§ EXERCISE AIM: Rewrite the records below with each "lantern" changed to "lamp", keeping everything else the same.

== SUPPLIED ENTRIES

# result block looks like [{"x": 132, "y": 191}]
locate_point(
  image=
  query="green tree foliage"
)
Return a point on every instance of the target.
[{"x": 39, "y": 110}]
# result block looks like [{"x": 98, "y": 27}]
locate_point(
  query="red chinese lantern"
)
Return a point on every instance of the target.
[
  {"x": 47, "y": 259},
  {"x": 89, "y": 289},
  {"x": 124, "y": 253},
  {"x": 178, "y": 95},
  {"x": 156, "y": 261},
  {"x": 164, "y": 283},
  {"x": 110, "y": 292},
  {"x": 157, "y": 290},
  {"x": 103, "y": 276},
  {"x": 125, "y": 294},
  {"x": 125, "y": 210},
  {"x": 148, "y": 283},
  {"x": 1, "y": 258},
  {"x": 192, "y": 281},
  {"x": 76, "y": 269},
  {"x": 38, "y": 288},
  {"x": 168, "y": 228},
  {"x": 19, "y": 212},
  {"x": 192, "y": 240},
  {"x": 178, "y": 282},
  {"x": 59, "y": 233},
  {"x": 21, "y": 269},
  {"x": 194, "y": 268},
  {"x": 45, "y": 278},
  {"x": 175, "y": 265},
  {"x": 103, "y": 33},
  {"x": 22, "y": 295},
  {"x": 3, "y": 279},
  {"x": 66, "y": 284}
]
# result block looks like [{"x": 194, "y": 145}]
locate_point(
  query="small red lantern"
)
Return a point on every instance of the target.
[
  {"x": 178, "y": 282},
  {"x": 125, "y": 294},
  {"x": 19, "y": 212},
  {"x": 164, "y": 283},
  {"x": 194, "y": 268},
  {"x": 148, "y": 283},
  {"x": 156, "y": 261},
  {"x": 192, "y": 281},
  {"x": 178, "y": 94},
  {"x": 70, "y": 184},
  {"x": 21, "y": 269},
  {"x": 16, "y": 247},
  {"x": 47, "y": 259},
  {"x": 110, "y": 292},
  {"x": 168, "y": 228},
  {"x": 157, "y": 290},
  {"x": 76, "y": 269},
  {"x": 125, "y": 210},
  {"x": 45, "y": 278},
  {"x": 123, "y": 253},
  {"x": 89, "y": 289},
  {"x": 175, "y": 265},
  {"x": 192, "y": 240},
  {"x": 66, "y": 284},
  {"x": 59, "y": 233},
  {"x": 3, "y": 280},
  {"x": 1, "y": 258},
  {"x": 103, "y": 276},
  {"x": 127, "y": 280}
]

====

§ SOLUTION FOR THIS EXERCISE:
# result block looks like [{"x": 132, "y": 191}]
locate_point(
  image=
  query="green tree foliage"
)
Return a point on every instance of the target.
[{"x": 39, "y": 110}]
# result block looks like [{"x": 98, "y": 27}]
locate_point(
  query="red chinese lamp"
)
Return a point on every instance of the target.
[
  {"x": 47, "y": 259},
  {"x": 89, "y": 289},
  {"x": 124, "y": 253},
  {"x": 178, "y": 95},
  {"x": 156, "y": 261},
  {"x": 164, "y": 283},
  {"x": 110, "y": 292},
  {"x": 157, "y": 290},
  {"x": 103, "y": 276},
  {"x": 125, "y": 294},
  {"x": 125, "y": 210},
  {"x": 148, "y": 283},
  {"x": 1, "y": 258},
  {"x": 192, "y": 281},
  {"x": 76, "y": 269},
  {"x": 38, "y": 288},
  {"x": 168, "y": 228},
  {"x": 19, "y": 212},
  {"x": 192, "y": 240},
  {"x": 178, "y": 282},
  {"x": 59, "y": 233},
  {"x": 21, "y": 269},
  {"x": 194, "y": 268},
  {"x": 45, "y": 278},
  {"x": 175, "y": 265},
  {"x": 103, "y": 33},
  {"x": 22, "y": 295},
  {"x": 3, "y": 279},
  {"x": 66, "y": 284}
]
# result block looks like [{"x": 194, "y": 145}]
locate_point(
  query="small red lamp"
)
Return a point on every instance of the target.
[
  {"x": 178, "y": 282},
  {"x": 125, "y": 294},
  {"x": 19, "y": 212},
  {"x": 164, "y": 283},
  {"x": 194, "y": 268},
  {"x": 148, "y": 283},
  {"x": 156, "y": 261},
  {"x": 192, "y": 281},
  {"x": 178, "y": 94},
  {"x": 70, "y": 184},
  {"x": 21, "y": 269},
  {"x": 16, "y": 247},
  {"x": 47, "y": 259},
  {"x": 110, "y": 292},
  {"x": 168, "y": 228},
  {"x": 157, "y": 290},
  {"x": 76, "y": 269},
  {"x": 125, "y": 210},
  {"x": 45, "y": 278},
  {"x": 123, "y": 253},
  {"x": 89, "y": 289},
  {"x": 175, "y": 265},
  {"x": 192, "y": 240},
  {"x": 66, "y": 284},
  {"x": 59, "y": 233},
  {"x": 3, "y": 280},
  {"x": 1, "y": 258},
  {"x": 103, "y": 276},
  {"x": 127, "y": 280}
]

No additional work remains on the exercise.